EXERCISE BRIEF: Images aside, the whole listing should be written out word for word.

GIVEN DATA:
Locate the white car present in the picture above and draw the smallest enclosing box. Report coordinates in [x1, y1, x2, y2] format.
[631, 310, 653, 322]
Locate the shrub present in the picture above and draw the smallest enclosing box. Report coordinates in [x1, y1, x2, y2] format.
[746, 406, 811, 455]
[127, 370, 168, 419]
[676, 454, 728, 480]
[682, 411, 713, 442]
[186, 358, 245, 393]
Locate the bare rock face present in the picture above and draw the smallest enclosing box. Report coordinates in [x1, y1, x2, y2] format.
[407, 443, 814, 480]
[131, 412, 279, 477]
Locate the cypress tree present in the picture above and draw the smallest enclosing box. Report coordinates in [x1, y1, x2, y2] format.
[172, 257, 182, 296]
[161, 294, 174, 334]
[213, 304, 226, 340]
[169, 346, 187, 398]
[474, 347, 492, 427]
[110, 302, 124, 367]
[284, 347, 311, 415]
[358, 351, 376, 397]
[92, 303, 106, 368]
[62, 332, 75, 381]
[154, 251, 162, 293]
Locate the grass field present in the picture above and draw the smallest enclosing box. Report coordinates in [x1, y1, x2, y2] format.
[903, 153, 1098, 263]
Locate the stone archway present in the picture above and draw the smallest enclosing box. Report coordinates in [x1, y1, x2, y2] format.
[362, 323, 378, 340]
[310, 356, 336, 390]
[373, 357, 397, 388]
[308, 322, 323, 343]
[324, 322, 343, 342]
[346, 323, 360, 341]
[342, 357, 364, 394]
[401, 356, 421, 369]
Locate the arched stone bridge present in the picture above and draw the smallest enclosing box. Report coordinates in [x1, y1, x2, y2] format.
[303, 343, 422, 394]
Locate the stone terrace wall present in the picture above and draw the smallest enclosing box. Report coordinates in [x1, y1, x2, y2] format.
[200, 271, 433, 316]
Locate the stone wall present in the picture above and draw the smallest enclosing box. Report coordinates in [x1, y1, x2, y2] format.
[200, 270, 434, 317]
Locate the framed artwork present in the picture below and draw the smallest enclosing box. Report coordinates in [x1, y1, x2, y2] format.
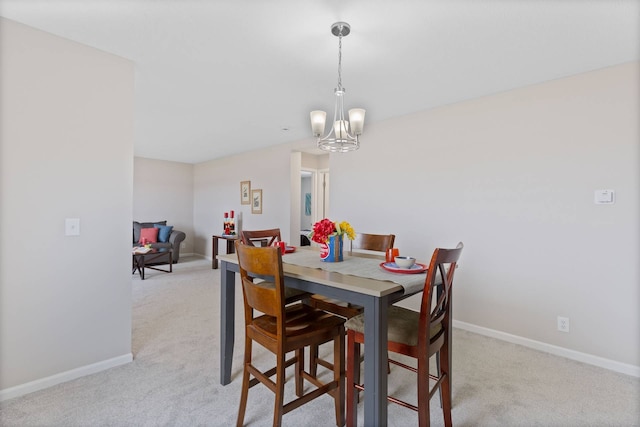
[240, 181, 251, 205]
[251, 189, 262, 214]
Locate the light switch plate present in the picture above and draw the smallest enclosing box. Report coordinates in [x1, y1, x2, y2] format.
[65, 218, 80, 236]
[594, 189, 614, 204]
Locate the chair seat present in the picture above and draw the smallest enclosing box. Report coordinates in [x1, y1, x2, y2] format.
[285, 288, 311, 304]
[345, 306, 442, 347]
[309, 295, 363, 319]
[251, 303, 346, 346]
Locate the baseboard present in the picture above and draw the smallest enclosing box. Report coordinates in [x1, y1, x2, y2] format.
[0, 353, 133, 401]
[180, 252, 210, 260]
[453, 320, 640, 378]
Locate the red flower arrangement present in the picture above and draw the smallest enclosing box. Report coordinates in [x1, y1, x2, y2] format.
[310, 218, 356, 244]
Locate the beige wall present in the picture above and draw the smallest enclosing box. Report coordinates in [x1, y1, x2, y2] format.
[0, 18, 134, 396]
[334, 62, 639, 370]
[133, 157, 194, 254]
[194, 144, 296, 257]
[195, 62, 639, 373]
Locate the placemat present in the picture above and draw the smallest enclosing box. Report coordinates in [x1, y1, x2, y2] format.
[283, 250, 426, 295]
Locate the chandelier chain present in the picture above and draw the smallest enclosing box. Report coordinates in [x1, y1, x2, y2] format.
[337, 33, 343, 91]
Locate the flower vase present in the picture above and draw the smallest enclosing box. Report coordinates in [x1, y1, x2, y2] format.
[321, 234, 344, 262]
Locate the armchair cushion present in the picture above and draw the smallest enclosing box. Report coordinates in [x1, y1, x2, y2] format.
[139, 227, 159, 244]
[154, 224, 173, 243]
[133, 220, 166, 243]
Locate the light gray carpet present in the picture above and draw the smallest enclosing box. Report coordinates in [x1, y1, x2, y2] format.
[1, 256, 638, 426]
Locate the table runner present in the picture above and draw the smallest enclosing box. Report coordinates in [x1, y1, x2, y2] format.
[283, 250, 426, 295]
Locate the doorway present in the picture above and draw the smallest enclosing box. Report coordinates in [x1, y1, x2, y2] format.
[300, 169, 329, 231]
[291, 152, 329, 246]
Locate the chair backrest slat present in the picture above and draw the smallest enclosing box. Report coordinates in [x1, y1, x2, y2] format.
[241, 228, 281, 247]
[351, 233, 395, 253]
[235, 242, 284, 318]
[419, 242, 464, 352]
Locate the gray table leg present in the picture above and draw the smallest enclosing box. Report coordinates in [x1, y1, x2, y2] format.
[220, 261, 235, 385]
[362, 296, 389, 426]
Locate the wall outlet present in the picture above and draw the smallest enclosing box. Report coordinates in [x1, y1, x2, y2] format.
[181, 243, 185, 249]
[557, 316, 570, 333]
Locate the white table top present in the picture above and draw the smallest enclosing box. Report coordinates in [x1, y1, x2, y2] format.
[217, 247, 427, 298]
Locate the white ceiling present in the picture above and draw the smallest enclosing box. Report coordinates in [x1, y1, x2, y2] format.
[1, 0, 638, 164]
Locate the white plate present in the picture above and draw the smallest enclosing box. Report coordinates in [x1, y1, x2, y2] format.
[380, 262, 428, 274]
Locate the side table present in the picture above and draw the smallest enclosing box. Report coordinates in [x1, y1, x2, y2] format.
[212, 234, 239, 269]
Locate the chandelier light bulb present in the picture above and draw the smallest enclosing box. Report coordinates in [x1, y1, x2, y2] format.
[310, 110, 327, 137]
[334, 120, 349, 140]
[348, 109, 365, 135]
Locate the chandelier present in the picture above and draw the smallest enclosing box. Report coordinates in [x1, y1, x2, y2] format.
[310, 22, 365, 153]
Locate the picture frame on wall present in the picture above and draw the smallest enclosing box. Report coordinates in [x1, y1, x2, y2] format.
[240, 181, 251, 205]
[251, 189, 262, 214]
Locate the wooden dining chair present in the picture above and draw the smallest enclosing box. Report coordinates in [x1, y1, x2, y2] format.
[308, 233, 395, 376]
[309, 232, 395, 319]
[349, 233, 396, 255]
[241, 228, 281, 247]
[241, 228, 310, 304]
[344, 242, 463, 427]
[235, 242, 346, 427]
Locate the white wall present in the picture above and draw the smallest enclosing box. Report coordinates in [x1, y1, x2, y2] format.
[330, 62, 639, 369]
[0, 18, 134, 397]
[194, 62, 639, 373]
[133, 157, 194, 253]
[193, 144, 296, 258]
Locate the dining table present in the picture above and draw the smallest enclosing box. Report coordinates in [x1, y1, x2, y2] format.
[217, 247, 430, 426]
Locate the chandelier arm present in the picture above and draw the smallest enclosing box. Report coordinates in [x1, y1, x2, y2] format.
[317, 93, 340, 142]
[317, 90, 358, 142]
[337, 90, 357, 140]
[321, 93, 357, 141]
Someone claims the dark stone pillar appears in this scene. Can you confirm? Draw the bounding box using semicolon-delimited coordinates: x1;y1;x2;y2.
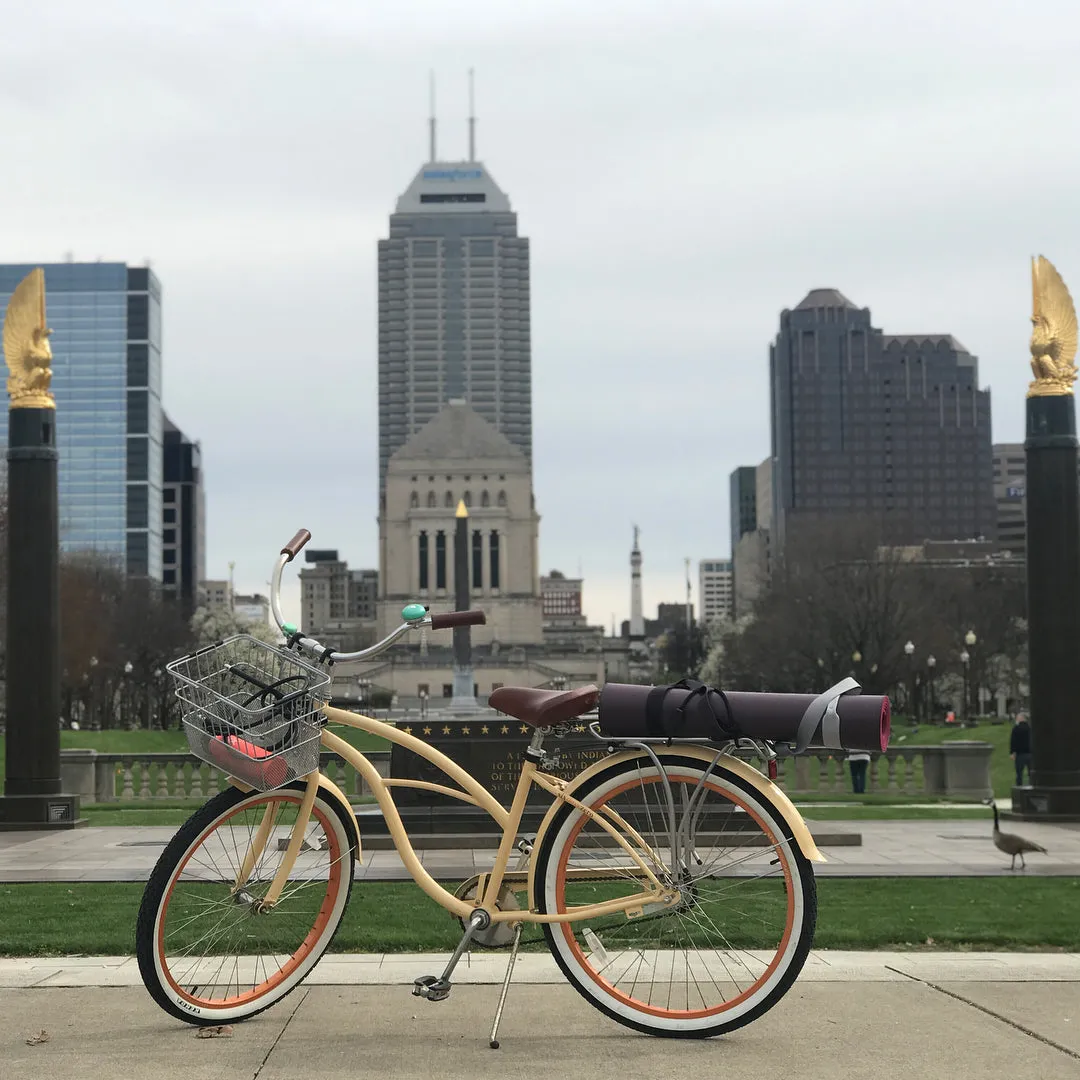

TASK ANSWER:
Locate the white car present in the picture above and draw the smallest enclosing box. Report coordinates in [x1, y1, x2, y2] format.
[631, 310, 653, 322]
Locate the shrub present in the picture above and draw the smallest enclosing box. Report coordinates in [x1, y1, x2, y2] format.
[746, 406, 811, 455]
[127, 370, 168, 419]
[676, 454, 728, 480]
[682, 411, 713, 442]
[186, 358, 245, 393]
Locate the bare rock face present in the picture above and draw the smallest enclosing box. Report coordinates in [x1, y1, x2, y2] format.
[407, 443, 814, 480]
[131, 412, 279, 477]
Locate the cypress tree present in the picture above and draw the smallest enclosing box. Report coordinates in [x1, y1, x2, y2] format.
[172, 257, 182, 296]
[161, 294, 174, 334]
[213, 304, 226, 340]
[169, 346, 187, 398]
[474, 347, 492, 427]
[110, 302, 124, 367]
[284, 347, 311, 415]
[358, 351, 376, 397]
[92, 303, 106, 368]
[62, 332, 75, 381]
[154, 251, 162, 293]
Locate the grass field present in the picture above and draw the smallest enclosing box. Report coordinates in [x1, y1, x2, y2] format.
[903, 153, 1098, 263]
Locate the stone archway present in the picture above and draw the smallest enclosing box. Report coordinates in [x1, y1, x2, y2] format.
[362, 323, 378, 340]
[310, 356, 336, 390]
[373, 357, 397, 388]
[308, 322, 323, 343]
[324, 322, 343, 342]
[346, 323, 360, 341]
[342, 357, 364, 394]
[401, 356, 421, 369]
Locate the arched stone bridge present in the picture above and draw the smallest enclosing box. Report coordinates in [x1, y1, x2, y2] format.
[303, 343, 422, 394]
Locate the stone terrace wall present in the picture above and draw the smallest enclosing box. Report coordinates in [x1, y1, x2, y2] format.
[200, 271, 433, 316]
Locate the stone wall present in the picture above and draw the smallest enclosing box. Report coordinates in [x1, y1, x2, y2] format.
[200, 270, 434, 317]
Locate the framed artwork present in the picture below and draw the smallest enclosing box. Report coordinates in [x1, y1, x2, y2] format.
[240, 181, 251, 205]
[251, 189, 262, 214]
Locate the light switch plate present in the picture above and draw the smallest enclosing box. Report coordinates in [x1, y1, x2, y2] format.
[65, 218, 80, 236]
[594, 189, 614, 204]
Locate the chair seat present in the picture above and draw the smallest enclosing box. Report coordinates in [x1, y1, x2, y2] format.
[285, 288, 311, 304]
[345, 306, 442, 347]
[309, 295, 363, 319]
[251, 303, 346, 346]
Locate the baseboard present in the picture above and draw the smallest enclosing box. Report coordinates in [x1, y1, x2, y2] format.
[0, 353, 133, 401]
[180, 252, 210, 260]
[453, 320, 640, 378]
Locate the red flower arrangement present in the picture above and draw the smallest enclosing box. Report coordinates in [x1, y1, x2, y2] format.
[310, 218, 356, 244]
Locate the beige wall present in the picture above and draw the smallest enclosing box. Report coordinates in [x1, y1, x2, y2] format.
[0, 18, 134, 396]
[334, 62, 639, 370]
[133, 157, 194, 254]
[194, 144, 296, 257]
[195, 62, 639, 373]
Locate the placemat present in the picture above and draw the smallest enclosing box. Report coordinates in [x1, y1, x2, y2] format.
[283, 250, 426, 295]
Locate the chandelier chain present in the picture above and draw the smallest enclosing box. Report coordinates in [x1, y1, x2, y2] format.
[337, 33, 343, 91]
Locate the flower vase present in the picture above and draw the smallest enclosing box. Report coordinates in [x1, y1, x2, y2] format.
[321, 234, 344, 262]
Locate the armchair cushion present in the picture above and draw the smallest enclosing box. Report coordinates in [x1, y1, x2, y2] format.
[139, 227, 159, 244]
[154, 224, 173, 243]
[133, 220, 166, 243]
Locate the light gray carpet present in the picture above and draw the smallest enclosing box. Report coordinates in [x1, y1, x2, y2] format.
[1, 256, 638, 426]
Locate the table runner present in the picture above and draw the smallest enclosing box. Report coordinates in [x1, y1, x2, y2] format.
[283, 250, 426, 295]
Locate the doorway present in the picture above and draw the smallest enclosing box. Report coordinates in [x1, y1, x2, y2] format.
[300, 169, 329, 231]
[291, 152, 329, 246]
Locate the chair backrest slat present in the picture above and draw the smallest enclosing box. Report coordinates in [x1, y1, x2, y2] format.
[241, 228, 281, 247]
[351, 233, 395, 253]
[235, 242, 284, 318]
[419, 242, 464, 352]
Locate the gray table leg present in the picture above and draw the smallest enclosing box. Report coordinates in [x1, y1, x2, y2] format.
[220, 261, 235, 385]
[362, 296, 389, 426]
Locate the wall outlet present in the picture above and draw the smallest enclosing box. Report coordinates in [x1, y1, x2, y2] format.
[181, 243, 185, 249]
[557, 316, 570, 333]
Locate the white table top present in the picture above and draw the smallest enclosing box. Report coordinates in [x1, y1, x2, y2] format.
[217, 247, 427, 298]
Locate the white ceiling present in the picture above and draw the smallest enclosing box. Report coordinates in [x1, y1, x2, y2] format.
[1, 0, 638, 164]
Locate the white plate present in the picture above and draw the smallest enclosing box. Report coordinates in [x1, y1, x2, y2] format.
[380, 262, 428, 274]
Locate the side table present in the picture above and draw the smallest enclosing box. Report coordinates in [x1, y1, x2, y2] format.
[212, 234, 239, 269]
Locate the chandelier light bulb present in the picture above and draw the smallest enclosing box. Report coordinates in [x1, y1, x2, y2] format.
[310, 110, 327, 137]
[334, 120, 349, 140]
[348, 109, 365, 135]
Locate the chandelier present in the picture above and draw the smallest enclosing box. Report coordinates in [x1, y1, x2, y2] format.
[310, 22, 365, 153]
Locate the picture frame on wall present in the picture above and draw the smallest enclosing box. Report coordinates in [x1, y1, x2, y2] format.
[240, 181, 251, 205]
[251, 189, 262, 214]
Locate the wooden dining chair present in the picture above and draw the smallest enclosing box. Report coordinates in [x1, y1, x2, y2] format.
[308, 233, 395, 376]
[309, 232, 395, 319]
[349, 233, 396, 255]
[241, 228, 281, 247]
[241, 228, 310, 304]
[344, 242, 463, 427]
[235, 242, 346, 427]
Locate the white wall present in the picture above and draw the smallest enclosing box. Report coordinates in [x1, y1, x2, y2] format.
[330, 62, 639, 369]
[0, 18, 134, 397]
[194, 62, 639, 373]
[133, 157, 194, 253]
[193, 144, 296, 258]
Locate the dining table present in the picture above and draw the smallest enclosing box. Report coordinates in [x1, y1, x2, y2] format.
[217, 247, 430, 426]
Locate the chandelier arm present in the picture above and draw the smallest enclosing box. Report coordinates in [x1, y1, x2, y2] format.
[317, 93, 340, 142]
[317, 90, 358, 142]
[337, 90, 357, 140]
[321, 93, 357, 141]
Someone claims the dark stone pillar appears in this scene. Can you confirm? Draw the bounding box using semicolon-delimited coordinates: x1;y1;x2;y2.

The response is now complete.